## Document segment:
——
In [None]:
from nltk import PorterStemmer
stemmer = PorterStemmer()
import random 
from sklearn.feature_extraction.text import TfidfVectorizer
from sklearn.cluster import KMeans

## Problem

The goal of this project was originally to categorize documents from the colliegiate debate wiki into categories based on the country each document case or plan "affirmative" had. However due to the massive amount of documents I needed to hand label, the 105 documents I had were not enough for this. But, I did have enough to divide into two categories, planless and plan affrimatives. In college debate there is a clear split between teams that read an affirmation of topic, this year it was about reducing US alliance commitments, and teams that do not read a plan. These "planless" teams usually read philosophical or political criticisms of the topic, or debate and so draw from a very different literature base than the "plan" affirmatives. All of this is very contentious, but if an accurate classification algrotihm could be developed, quantifying the trends and differences would be possible, without the need for manual classification. 

An easy approach I thought would be to simply search texts for a few key words to indicate if they have a plan, and so I did that by using naive bayes, although it could be even simpler than that.

### Creating the Corpus

In [None]:
import nltk
from nltk.corpus.reader.plaintext import PlaintextCorpusReader

corpusdir6 = 'Plan'
corpusdir7 = 'No_Plan'



Plan_corpus = PlaintextCorpusReader(corpusdir6, '.*')
No_Plan_corpus = PlaintextCorpusReader(corpusdir7, '.*')

In [None]:
documents = [(list(Plan_corpus.words(fileid)),'Plan') for fileid in Plan_corpus.fileids()] + [(list(No_Plan_corpus.words(fileid)),'No_Plan') for fileid in No_Plan_corpus.fileids()] 

### Cleaning the word features 

In [None]:
from nltk.corpus import stopwords
import re

all_words = Plan_corpus.words() + No_Plan_corpus.words() 

filtered_words = [word for word in all_words if word not in stopwords.words('english')]

fd = nltk.FreqDist(list(filtered_words))

In [None]:
print(len(all_words))
word_features = [word for (word, count) in fd.most_common(4000)]


the two corpus's have over a million words and 100 documents

In [None]:
def features2(document):
    document_words = set(stemmer.stem(word) for word in document)
    features = {}
    for word in good_features:
        features['contains({})'.format(word)] = (word in document_words)
    return features
         
doc_featuresets2 = [(features(d), c) for (d,c) in documents]
random.shuffle(doc_featuresets2)
——
Pointing dataset excerpts
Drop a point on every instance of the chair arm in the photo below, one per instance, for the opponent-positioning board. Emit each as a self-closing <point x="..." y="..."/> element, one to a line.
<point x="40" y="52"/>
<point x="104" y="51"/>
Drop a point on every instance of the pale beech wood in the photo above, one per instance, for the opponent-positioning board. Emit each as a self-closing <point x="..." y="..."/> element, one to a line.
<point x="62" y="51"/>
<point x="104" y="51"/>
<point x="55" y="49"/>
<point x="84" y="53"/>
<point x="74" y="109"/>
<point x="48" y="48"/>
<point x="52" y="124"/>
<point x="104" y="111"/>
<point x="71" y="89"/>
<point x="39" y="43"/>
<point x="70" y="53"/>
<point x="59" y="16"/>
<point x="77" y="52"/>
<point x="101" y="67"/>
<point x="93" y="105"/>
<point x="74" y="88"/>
——
For each statement about the debate-classification notebook above, answer yes or no and quote the words from the notebook that settle it. 1. The project ended up sorting documents by country. 2. Naive Bayes was used to sort the documents. 3. This year's topic was about increasing US alliance commitments.

## Task result:
1. No: "the 105 documents I had were not enough for this"
2. Yes: "and so I did that by using naive bayes"
3. No: "this year it was about reducing US alliance commitments"